**Consigne:**
Répondez à ces questions d'après le jugement ci-dessous :
(a) Dans quelle ville et à quelle date les appels ont-ils été entendus ?
(b) Qui est l'avocate de l'intimée ?
(c) Où et à quelle date le premier jugement a-t-il été signé ?

2831422 CANADA INC.,

appelante,

et

 

Sa Majesté La Reine,

intimée.

 

 

Appels entendus avec les appels de Dikran Aharonian (2001-4202(IT)I)

à Montréal (Québec), le 6 novembre 2002 par

 

l’honorable juge en chef adjoint D. G. H. Bowman,

 

Comparutions

 

Avocat de l’appelante :    Me Louis Tassé

 

Avocate de l’intimée :      Me Stéphanie Côté

 

JUGEMENT

 

          Il est ordonné que les appels interjetés à l’encontre des cotisations établies en vertu de la Loi de l’impôt sur le revenu pour les années d’imposition 1998 et 1999 soient admis et que les cotisations soient déférées au ministre du Revenu national pour nouvel examen et nouvelles cotisations en tenant compte du fait que les montants versés à Dikran Aharonian à titre d’allocations pour frais de déplacement sont des dépenses d’entreprise habituelles et qu’ils sont déductibles du revenu de l’appelante.

 

         


L’appelante a droit à ses frais pour ce qui est des honoraires d’un avocat au procès pour l’appelante et Dikran Aharonian.

 

Signé à Ottawa, Canada, ce 14e jour de novembre 2002.

 

 

« D. G. H. Bowman »

J.C.A.

 

 

 

Traduction certifiée conforme

ce 20e jour d'octobre 2004.

 

 

 

 

Mario Lagacé, réviseur

 


 

 

 

 

[TRADUCTION FRANÇAISE OFFICIELLE]

 

2001-4202(IT)I

ENTRE :

 

DIKRAN AHARONIAN,

appelant,

et

 

Sa Majesté La Reine,

intimée.

 

 

Appels entendus avec les appels de 2831422 Canada Inc. (2001-4201(IT)I)

à Montréal (Québec), le 6 novembre 2002 par

 

l’honorable juge en chef adjoint D. G. H. Bowman,

 

Comparutions

Avocat de l’appelante :    Me Louis Tassé

Avocate de l’intimée :      Me Stéphanie Côté

 

JUGEMENT

 

          Il est ordonné que les appels interjetés à l’encontre des cotisations établies en vertu de la Loi de l’impôt sur le revenu pour les années d’imposition 1998 et 1999 soient admis et que les cotisations soient déférées au ministre du Revenu national pour nouvel examen et nouvelles cotisations en tenant compte du fait que les montants versés à l’appelant par la société 2831422 Canada Inc. étaient des allocations pour frais de déplacement et non pas des avantages conférés à un actionnaire et qu’ils ne doivent pas être inclus dans le calcul de son revenu aux termes de l’article 6 de la Loi de l’impôt sur le revenu par l’effet du sous‑alinéa 6(1)b)(vii) de la Loi de l’impôt sur le revenu.

 


          L’appelant a droit à ses frais pour ce qui est des honoraires d’un avocat au procès pour l’appelant et 2831422 Canada Inc.

**Données fournies:**

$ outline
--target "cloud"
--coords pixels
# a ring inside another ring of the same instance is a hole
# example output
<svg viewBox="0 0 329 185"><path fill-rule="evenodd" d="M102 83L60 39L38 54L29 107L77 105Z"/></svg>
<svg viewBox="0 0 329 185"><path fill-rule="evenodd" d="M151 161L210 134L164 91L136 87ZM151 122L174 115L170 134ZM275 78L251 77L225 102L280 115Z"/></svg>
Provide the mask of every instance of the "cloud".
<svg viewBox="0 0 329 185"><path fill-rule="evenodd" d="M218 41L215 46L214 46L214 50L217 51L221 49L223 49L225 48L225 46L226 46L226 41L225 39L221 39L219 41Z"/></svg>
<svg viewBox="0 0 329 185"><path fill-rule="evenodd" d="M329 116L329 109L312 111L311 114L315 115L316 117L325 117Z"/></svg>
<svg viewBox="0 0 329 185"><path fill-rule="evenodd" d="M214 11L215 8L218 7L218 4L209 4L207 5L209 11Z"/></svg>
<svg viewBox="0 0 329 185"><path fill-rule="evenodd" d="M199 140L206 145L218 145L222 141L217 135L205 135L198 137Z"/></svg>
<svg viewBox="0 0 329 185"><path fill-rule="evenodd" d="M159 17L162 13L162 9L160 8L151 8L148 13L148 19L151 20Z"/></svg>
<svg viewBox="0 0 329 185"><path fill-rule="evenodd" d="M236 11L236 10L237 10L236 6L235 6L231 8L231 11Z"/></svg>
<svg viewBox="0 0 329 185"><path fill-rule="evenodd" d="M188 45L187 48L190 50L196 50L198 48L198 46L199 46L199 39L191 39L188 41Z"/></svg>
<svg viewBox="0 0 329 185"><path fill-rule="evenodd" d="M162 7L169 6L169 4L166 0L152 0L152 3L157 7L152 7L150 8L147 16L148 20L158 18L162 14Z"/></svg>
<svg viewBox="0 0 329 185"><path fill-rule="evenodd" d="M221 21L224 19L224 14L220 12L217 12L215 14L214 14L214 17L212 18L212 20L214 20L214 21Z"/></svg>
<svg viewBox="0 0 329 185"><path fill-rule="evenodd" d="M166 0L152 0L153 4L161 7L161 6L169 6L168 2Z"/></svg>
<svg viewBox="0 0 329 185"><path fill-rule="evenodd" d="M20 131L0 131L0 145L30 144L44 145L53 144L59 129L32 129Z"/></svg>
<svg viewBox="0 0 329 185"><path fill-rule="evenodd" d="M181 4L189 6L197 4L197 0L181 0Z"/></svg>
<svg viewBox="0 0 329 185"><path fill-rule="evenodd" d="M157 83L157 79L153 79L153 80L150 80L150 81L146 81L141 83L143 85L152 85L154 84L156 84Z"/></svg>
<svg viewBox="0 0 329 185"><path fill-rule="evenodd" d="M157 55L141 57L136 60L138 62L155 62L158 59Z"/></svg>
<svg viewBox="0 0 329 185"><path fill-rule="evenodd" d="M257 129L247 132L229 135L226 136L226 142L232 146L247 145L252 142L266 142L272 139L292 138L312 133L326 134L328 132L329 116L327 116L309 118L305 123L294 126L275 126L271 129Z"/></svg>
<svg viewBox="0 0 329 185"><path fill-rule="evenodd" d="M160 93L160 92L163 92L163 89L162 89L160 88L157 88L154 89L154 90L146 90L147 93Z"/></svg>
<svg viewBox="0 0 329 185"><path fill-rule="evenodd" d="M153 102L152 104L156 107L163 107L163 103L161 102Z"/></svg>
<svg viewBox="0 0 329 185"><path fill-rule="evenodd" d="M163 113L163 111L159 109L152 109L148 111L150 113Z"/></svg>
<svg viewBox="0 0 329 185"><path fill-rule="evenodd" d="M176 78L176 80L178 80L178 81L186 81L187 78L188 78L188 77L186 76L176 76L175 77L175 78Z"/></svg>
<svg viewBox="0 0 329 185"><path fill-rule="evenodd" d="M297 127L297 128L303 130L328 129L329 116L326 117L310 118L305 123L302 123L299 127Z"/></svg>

**Réponse:**
(a) À Montréal (Québec), le 6 novembre 2002.
(b) Me Stéphanie Côté.
(c) À Ottawa, Canada, le 14 novembre 2002.